- Source:
= = =

Simplify Asset Management has announced the launch of Simplify US Equity plus GBTC ETF. Filed with the US Securities and Exchange Commission (SEC) on May 23, the fund will invest at least 80% of its net assets in equity securities. The vast majority of the fund's equity portion is invested in the iShares Core S&P 500 ETF and the remaining in futures contracts. 10% of the fund is invested in Bitcoin (allocation capped at 15%) through Grayscale Bitcoin Trust (GBTC). Paul Kim, CEO of Simplify, said in a statement,

“Recent research has shown how uncorrelated crypto assets are to equity and fixed income markets, making them a possibly compelling part of a well-diversified portfolio.” “But allocating to crypto-assets is difficult since over-the-counter offerings can present a host of challenges for investors and advisors, managing direct crypto exposure can be incredibly time consuming and onerous, and there remains no ETF on the market providing direct exposure to crypto itself.”

= = =

Quote the passage on the Simplify US Equity plus GBTC ETF in full, word for word.

= = =

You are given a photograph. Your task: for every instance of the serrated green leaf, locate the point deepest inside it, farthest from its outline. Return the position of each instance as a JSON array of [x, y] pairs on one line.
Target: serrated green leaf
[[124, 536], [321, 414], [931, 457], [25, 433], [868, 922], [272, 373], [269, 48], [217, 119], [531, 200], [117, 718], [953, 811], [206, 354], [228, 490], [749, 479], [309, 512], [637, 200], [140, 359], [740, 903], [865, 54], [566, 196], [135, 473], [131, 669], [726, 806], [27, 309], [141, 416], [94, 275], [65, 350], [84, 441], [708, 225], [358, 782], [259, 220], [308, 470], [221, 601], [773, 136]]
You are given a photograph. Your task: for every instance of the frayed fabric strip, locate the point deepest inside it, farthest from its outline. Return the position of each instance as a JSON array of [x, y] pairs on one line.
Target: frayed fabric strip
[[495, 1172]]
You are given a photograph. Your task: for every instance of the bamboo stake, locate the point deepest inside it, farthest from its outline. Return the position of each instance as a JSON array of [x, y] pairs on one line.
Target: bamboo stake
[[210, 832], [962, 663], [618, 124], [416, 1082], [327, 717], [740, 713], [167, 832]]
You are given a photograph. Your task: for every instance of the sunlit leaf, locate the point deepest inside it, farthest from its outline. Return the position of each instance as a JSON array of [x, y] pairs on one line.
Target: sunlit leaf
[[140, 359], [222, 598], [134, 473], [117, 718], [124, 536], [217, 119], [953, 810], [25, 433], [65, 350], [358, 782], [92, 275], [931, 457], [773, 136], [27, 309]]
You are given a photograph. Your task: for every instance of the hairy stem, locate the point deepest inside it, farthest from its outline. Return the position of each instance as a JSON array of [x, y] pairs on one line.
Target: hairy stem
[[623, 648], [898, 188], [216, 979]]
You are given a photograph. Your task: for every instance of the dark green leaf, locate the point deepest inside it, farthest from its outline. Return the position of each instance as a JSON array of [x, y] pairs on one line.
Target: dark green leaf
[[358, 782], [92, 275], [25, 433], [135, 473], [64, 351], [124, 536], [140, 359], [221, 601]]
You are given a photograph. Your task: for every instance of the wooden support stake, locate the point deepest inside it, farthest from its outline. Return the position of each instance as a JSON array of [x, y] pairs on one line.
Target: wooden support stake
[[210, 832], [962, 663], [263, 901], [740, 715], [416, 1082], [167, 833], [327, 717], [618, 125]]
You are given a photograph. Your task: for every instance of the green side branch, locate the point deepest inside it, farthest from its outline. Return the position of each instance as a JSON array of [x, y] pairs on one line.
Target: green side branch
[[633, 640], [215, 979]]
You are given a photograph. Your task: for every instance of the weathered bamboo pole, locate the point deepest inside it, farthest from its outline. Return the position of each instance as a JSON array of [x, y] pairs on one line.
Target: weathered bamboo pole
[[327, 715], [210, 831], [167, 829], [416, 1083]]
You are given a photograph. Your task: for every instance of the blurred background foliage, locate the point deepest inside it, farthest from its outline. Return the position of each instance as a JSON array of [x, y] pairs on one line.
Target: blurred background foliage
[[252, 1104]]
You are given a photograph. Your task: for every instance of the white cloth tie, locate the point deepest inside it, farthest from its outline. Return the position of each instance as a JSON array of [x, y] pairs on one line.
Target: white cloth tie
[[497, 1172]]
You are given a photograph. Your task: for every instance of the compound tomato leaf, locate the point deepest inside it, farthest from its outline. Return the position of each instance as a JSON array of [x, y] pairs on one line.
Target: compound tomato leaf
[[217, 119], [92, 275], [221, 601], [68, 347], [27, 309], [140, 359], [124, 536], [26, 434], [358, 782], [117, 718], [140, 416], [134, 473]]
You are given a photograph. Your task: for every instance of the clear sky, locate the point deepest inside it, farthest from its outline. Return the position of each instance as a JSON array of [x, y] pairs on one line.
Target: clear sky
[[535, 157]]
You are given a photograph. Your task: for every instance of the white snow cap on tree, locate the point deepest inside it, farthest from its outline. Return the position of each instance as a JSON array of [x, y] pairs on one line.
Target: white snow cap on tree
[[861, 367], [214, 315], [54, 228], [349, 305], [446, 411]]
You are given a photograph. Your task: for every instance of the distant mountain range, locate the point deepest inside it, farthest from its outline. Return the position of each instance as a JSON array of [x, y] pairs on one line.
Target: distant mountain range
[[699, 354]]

= = =

- Solved problem:
Simplify Asset Management has announced the launch of Simplify US Equity plus GBTC ETF. Filed with the US Securities and Exchange Commission (SEC) on May 23, the fund will invest at least 80% of its net assets in equity securities. The vast majority of the fund's equity portion is invested in the iShares Core S&P 500 ETF and the remaining in futures contracts. 10% of the fund is invested in Bitcoin (allocation capped at 15%) through Grayscale Bitcoin Trust (GBTC). Paul Kim, CEO of Simplify, said in a statement,

“Recent research has shown how uncorrelated crypto assets are to equity and fixed income markets, making them a possibly compelling part of a well-diversified portfolio.” “But allocating to crypto-assets is difficult since over-the-counter offerings can present a host of challenges for investors and advisors, managing direct crypto exposure can be incredibly time consuming and onerous, and there remains no ETF on the market providing direct exposure to crypto itself.”